(Op te lossen) Haal uit de regels hieronder elke regel die de tekenreeks "fork" bevat, waarbij het verschil tussen hoofdletters en kleine letters telt.

(Te gebruiken regels)
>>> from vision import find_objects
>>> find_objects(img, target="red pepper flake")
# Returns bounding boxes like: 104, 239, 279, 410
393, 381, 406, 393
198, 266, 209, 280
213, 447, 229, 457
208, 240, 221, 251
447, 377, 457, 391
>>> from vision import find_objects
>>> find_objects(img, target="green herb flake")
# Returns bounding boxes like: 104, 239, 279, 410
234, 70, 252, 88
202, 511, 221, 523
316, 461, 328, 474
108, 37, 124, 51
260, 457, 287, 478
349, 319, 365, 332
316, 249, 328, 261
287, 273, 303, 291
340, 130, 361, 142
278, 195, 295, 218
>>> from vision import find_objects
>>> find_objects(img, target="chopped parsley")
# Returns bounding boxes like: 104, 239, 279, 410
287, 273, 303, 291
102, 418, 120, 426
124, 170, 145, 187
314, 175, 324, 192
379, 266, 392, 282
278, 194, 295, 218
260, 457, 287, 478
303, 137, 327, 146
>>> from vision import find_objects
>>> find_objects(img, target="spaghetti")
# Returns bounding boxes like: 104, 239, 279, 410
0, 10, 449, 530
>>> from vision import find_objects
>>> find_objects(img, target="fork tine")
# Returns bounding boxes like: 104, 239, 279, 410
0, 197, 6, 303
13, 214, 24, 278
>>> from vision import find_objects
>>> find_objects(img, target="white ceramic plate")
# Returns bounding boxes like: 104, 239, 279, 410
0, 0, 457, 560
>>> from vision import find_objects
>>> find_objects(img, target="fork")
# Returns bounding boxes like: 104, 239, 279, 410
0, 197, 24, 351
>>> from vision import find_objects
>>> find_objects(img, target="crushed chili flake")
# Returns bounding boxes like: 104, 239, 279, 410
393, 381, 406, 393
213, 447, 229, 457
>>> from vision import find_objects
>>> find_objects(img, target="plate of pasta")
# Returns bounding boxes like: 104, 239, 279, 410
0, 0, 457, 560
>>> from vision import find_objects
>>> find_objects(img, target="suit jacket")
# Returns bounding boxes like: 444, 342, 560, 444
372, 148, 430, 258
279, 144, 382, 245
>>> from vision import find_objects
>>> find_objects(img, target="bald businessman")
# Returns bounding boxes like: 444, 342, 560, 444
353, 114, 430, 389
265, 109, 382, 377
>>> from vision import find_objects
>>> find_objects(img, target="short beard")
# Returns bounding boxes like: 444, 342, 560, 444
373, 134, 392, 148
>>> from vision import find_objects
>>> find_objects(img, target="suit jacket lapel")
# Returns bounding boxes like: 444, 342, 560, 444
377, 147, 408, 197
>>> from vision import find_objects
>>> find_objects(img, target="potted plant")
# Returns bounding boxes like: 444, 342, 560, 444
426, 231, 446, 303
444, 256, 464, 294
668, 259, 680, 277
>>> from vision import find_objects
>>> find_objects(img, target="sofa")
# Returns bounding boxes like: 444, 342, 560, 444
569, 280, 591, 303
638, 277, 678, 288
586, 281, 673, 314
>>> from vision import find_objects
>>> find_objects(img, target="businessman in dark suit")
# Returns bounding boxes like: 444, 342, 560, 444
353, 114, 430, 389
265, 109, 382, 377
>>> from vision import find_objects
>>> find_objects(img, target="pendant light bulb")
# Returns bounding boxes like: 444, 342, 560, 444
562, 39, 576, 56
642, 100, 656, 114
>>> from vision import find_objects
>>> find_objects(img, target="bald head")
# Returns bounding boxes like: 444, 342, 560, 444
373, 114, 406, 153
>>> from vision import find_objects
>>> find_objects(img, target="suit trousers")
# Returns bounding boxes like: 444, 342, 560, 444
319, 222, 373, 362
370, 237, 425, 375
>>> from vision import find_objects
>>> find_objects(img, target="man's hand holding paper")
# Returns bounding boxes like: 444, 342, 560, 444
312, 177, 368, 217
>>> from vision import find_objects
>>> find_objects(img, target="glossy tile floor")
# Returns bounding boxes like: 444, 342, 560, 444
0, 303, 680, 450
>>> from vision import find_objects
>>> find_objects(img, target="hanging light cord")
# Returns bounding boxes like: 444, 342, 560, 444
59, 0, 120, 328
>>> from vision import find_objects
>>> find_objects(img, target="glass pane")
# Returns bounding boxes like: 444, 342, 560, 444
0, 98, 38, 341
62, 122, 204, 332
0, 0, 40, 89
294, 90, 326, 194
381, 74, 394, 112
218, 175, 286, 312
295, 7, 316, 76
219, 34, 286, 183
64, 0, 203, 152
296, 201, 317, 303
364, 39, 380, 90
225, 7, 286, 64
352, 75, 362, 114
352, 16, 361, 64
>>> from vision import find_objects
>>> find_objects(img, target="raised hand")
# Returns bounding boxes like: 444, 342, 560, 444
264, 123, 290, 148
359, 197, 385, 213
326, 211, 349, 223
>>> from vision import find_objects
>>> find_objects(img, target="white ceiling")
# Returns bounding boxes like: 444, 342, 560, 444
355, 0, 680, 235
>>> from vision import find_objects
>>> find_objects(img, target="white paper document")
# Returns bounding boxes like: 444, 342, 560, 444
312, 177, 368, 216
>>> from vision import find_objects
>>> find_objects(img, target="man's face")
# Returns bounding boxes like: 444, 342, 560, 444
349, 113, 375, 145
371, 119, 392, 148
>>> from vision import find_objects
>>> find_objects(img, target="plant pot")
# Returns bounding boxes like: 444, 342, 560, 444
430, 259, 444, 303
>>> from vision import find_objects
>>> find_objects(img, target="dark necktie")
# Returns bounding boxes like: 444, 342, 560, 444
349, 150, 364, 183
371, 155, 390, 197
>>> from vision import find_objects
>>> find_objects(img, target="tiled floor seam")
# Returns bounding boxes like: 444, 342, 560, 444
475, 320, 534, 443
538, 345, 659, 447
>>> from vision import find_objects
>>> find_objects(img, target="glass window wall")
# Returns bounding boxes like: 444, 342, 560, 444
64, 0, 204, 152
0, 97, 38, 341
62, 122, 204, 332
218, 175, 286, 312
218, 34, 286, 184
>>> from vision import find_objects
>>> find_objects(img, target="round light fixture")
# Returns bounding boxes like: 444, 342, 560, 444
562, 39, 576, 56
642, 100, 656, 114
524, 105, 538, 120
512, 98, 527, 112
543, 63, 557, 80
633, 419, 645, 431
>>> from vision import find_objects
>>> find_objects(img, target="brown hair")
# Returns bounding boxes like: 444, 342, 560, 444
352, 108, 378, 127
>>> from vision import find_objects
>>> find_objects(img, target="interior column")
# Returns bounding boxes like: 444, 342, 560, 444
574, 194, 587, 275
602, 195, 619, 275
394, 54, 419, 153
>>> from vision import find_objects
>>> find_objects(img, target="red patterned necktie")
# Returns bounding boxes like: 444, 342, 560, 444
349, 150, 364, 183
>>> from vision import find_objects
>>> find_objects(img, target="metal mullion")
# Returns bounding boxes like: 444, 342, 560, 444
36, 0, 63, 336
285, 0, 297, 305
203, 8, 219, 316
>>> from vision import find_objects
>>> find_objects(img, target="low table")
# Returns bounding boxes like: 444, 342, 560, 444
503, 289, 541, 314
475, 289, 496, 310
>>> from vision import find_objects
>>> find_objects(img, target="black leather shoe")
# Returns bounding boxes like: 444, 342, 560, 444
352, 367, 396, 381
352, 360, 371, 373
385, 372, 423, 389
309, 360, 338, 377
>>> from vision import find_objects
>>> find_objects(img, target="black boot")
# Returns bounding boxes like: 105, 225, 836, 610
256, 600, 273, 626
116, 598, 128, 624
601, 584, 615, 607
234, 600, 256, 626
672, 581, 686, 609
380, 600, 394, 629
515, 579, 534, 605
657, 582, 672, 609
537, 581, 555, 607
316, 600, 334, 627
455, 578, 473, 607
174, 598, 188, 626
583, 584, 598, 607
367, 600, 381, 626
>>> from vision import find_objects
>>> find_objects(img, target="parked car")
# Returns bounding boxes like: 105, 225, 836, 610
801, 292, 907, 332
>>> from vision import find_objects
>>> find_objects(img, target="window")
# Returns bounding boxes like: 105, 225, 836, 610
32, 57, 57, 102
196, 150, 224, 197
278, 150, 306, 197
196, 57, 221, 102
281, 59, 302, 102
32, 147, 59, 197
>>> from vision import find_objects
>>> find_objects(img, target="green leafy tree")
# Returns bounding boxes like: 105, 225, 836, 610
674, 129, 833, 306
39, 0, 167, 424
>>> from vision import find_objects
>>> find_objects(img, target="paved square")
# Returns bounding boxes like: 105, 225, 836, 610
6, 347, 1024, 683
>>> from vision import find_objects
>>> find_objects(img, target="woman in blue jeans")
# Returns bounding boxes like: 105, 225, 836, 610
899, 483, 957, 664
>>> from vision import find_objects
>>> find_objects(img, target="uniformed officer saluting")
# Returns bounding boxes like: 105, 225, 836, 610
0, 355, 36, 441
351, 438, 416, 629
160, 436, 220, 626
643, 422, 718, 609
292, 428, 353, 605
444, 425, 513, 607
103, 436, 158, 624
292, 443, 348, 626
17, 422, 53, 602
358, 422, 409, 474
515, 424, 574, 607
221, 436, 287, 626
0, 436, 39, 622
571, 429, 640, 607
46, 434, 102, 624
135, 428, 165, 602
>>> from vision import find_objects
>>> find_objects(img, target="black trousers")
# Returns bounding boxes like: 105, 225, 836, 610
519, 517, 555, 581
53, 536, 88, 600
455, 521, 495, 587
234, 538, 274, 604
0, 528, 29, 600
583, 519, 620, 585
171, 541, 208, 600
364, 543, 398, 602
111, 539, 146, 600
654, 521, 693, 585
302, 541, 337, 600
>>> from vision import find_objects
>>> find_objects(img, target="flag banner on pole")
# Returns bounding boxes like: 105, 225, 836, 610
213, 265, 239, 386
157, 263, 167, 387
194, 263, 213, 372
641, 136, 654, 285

(Resultaat opdracht)
>>> find_objects(img, target="fork tine")
>>> find_objects(img, target="fork")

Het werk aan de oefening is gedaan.